» **Task to carry out**
Please output the lines shown below exactly as they appear.

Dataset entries
:::

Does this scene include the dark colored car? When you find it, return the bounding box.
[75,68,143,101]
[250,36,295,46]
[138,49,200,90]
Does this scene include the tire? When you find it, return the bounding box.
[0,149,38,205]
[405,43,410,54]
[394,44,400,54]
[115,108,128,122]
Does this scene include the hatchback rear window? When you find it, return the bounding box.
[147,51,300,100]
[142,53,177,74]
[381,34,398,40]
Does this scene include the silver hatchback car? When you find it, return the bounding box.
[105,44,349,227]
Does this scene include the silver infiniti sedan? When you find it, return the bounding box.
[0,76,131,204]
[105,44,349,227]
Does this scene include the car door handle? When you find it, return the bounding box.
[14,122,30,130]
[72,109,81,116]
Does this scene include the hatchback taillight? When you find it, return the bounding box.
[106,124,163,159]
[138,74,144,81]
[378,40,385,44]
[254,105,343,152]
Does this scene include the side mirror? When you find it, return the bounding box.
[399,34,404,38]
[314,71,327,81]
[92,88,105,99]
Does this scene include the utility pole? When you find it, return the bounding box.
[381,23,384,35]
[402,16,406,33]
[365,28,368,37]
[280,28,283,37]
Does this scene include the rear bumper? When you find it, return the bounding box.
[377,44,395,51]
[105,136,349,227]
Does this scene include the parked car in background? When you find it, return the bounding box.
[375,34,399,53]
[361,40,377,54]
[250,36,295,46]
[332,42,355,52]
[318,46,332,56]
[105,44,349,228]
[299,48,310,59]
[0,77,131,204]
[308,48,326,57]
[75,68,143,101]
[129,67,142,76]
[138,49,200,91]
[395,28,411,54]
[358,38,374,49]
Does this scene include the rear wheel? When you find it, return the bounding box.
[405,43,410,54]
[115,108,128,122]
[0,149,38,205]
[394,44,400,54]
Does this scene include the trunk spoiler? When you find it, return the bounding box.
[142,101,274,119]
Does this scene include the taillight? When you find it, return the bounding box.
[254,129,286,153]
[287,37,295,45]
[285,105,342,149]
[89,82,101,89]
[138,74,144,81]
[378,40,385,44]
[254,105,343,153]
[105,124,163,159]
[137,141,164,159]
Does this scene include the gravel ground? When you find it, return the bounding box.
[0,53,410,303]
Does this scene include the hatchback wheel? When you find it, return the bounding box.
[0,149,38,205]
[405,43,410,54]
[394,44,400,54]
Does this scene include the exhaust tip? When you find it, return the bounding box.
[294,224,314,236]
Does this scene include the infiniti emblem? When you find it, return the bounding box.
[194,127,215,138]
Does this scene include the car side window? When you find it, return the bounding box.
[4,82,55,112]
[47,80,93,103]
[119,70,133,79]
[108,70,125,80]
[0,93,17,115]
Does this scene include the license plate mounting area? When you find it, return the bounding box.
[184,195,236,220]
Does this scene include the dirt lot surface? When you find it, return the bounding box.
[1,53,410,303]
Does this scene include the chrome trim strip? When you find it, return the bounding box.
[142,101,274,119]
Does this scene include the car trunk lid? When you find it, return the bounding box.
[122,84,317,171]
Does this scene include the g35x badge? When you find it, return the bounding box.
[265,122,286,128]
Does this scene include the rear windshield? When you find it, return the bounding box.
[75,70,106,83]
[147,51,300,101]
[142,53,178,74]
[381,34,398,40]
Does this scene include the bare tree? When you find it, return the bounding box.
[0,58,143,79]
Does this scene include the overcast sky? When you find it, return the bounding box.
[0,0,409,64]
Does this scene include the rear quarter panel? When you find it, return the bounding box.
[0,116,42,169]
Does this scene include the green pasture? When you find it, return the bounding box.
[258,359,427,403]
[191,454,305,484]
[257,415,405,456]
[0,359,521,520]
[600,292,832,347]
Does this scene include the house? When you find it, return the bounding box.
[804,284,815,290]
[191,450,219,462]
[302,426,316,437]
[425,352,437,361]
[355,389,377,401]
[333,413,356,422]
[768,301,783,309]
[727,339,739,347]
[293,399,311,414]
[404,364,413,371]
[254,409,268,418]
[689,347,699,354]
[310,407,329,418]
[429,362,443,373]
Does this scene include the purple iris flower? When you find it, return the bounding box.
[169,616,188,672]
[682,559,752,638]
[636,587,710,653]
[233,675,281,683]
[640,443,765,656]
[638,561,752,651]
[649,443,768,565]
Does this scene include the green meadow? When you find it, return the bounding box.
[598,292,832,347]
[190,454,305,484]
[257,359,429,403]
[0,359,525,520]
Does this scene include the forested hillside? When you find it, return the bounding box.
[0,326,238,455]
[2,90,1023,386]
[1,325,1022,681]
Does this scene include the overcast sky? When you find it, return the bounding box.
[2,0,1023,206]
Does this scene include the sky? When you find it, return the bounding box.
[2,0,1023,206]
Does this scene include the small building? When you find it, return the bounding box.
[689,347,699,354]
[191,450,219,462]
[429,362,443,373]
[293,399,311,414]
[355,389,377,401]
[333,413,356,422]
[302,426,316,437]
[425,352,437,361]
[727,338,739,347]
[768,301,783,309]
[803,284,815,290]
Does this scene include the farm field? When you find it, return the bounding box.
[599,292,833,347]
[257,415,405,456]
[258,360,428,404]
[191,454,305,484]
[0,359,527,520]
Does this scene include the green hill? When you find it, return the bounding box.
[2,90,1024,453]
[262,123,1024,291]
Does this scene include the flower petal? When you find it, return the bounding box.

:::

» **Response to the exercise**
Does this scene include the dark colored car? When you find it, return the bounding box.
[75,68,143,101]
[250,36,295,46]
[138,49,200,90]
Does this scene include the tire? When you find it, return the bounding box.
[0,149,38,205]
[405,43,410,54]
[394,44,400,54]
[115,108,128,122]
Does this scene include the hatchback rear window? When you find it, return the bounding box.
[147,51,300,100]
[142,53,177,74]
[381,34,398,40]
Does this scene include the silver hatchback car? When you find it, return the bounding box.
[105,44,349,227]
Does this scene include the silver infiniti sedan? When you find it, return the bounding box.
[0,76,131,204]
[105,44,349,227]
Does this scene include the car door handle? When you find it, return the bounding box.
[14,122,30,130]
[72,109,81,116]
Does this scene include the hatchback taillight? When you find it, return the bounding box.
[106,124,163,159]
[138,74,144,81]
[378,40,385,44]
[254,105,343,152]
Does this scene include the side mirror? When you find it, return the bounding box.
[399,34,404,38]
[314,71,327,81]
[92,88,105,99]
Does this scene include the utility pole? When you find it, return the bounding box.
[381,23,384,35]
[402,16,406,33]
[365,28,368,37]
[280,28,283,37]
Does this scene include the rear bumper? When you find it, return the bounding box.
[377,44,395,51]
[105,136,349,227]
Does this scene include the parked car in background? When you find it, return the bounding box.
[375,34,399,53]
[361,40,377,54]
[250,36,295,46]
[332,42,355,52]
[318,46,332,56]
[105,44,349,228]
[299,48,310,59]
[0,77,131,204]
[308,48,326,57]
[75,68,143,101]
[129,67,142,76]
[138,49,200,91]
[395,28,411,54]
[358,38,374,49]
Does this scene include the rear wheel? When you find it, return the bounding box.
[405,43,410,54]
[115,108,128,122]
[0,149,38,205]
[394,44,400,54]
Does this scene include the trunk spoiler? When you find it, return the bounding box.
[142,101,274,119]
Does this scene include the taillight? When you find it, return the bounding box.
[254,129,286,153]
[287,37,295,45]
[285,105,342,149]
[89,82,101,89]
[138,74,144,81]
[378,40,385,44]
[254,105,343,153]
[105,124,163,159]
[137,141,164,159]
Does this scene include the gravel ground? When you find it, return the bounding box.
[0,53,410,303]
Does this scene include the hatchback wheel? When you find it, return the bounding box.
[0,149,38,205]
[405,43,410,54]
[394,44,400,54]
Does this scene include the exhaust tip? When you find it, return the bounding box.
[294,224,314,236]
Does this scene include the infiniti emblem? When you find it, return the bounding box.
[194,127,215,138]
Does this scene include the car side window? When you find it, return the bounding box.
[4,82,55,112]
[47,80,93,103]
[119,70,133,79]
[108,70,125,80]
[0,93,17,115]
Does this scene include the license plate mounting area? When you find it, return the bounding box.
[184,195,236,220]
Does this scene include the dirt lot surface? When you find it, return the bounding box.
[1,53,410,303]
Does this scene include the chrome trim strip? When you find it, return the bounding box.
[142,101,274,119]
Does this scene include the car trunk lid? When you find it, return the bounding box.
[122,84,317,171]
Does this scene include the g35x badge? When you find it, return the bounding box.
[265,122,286,128]
Does this scene include the rear windshield? When you find it, return the bounding box.
[75,70,106,83]
[147,51,300,101]
[142,53,178,74]
[381,34,398,40]
Does this scene include the bare tree? When you find it, return the bounding box.
[0,58,143,79]
Does this scene include the overcast sky? When you find it, return the bounding box.
[0,0,409,64]
Does this scene include the rear quarter panel? When you find it, return the bounding box.
[0,116,42,169]
Does this scene include the green pasture? When you find it, return the bounding box.
[258,359,427,403]
[191,454,305,484]
[257,415,405,456]
[0,359,521,520]
[600,292,832,347]
Does this scene include the house? When you find it, return the bounding box.
[804,284,815,290]
[191,450,219,462]
[302,426,316,437]
[425,352,437,361]
[355,389,377,401]
[333,413,356,422]
[768,301,783,309]
[727,339,739,347]
[293,399,311,414]
[404,364,413,371]
[254,409,268,418]
[689,347,699,354]
[310,407,329,418]
[429,362,443,373]
Does this scene include the purple iris flower? When you find it, return the bounding box.
[169,616,188,672]
[682,559,752,638]
[636,587,710,653]
[233,675,281,683]
[640,443,765,656]
[638,561,752,651]
[649,443,768,565]
Does this scene include the green meadow? When you find it, return the bounding box.
[598,292,832,347]
[190,454,305,484]
[257,359,429,403]
[0,359,525,520]
Does this scene include the forested hillside? When you find it, return the bounding box.
[0,326,238,455]
[2,90,1023,386]
[1,325,1022,681]
Does this scene include the overcast sky? When you find it, return the bounding box.
[2,0,1023,206]
Does this scene include the sky? When you find it, return the bounding box.
[2,0,1023,206]
Does this scene include the small building? When you find it, return the bounding box.
[689,347,699,354]
[191,450,219,462]
[429,362,443,373]
[293,399,311,414]
[355,389,377,401]
[333,413,356,422]
[302,426,316,437]
[425,352,437,361]
[727,338,739,347]
[768,301,783,309]
[803,284,815,290]
Does this scene include the farm field? When you find it, return the bounding box.
[599,292,833,347]
[257,415,405,456]
[258,360,428,404]
[191,454,305,484]
[0,359,527,520]
Does this scene include the green hill? When you find it, return the bounding box.
[2,90,1024,453]
[262,123,1024,291]
Does this scene include the flower petal? When you find it, return the bounding box.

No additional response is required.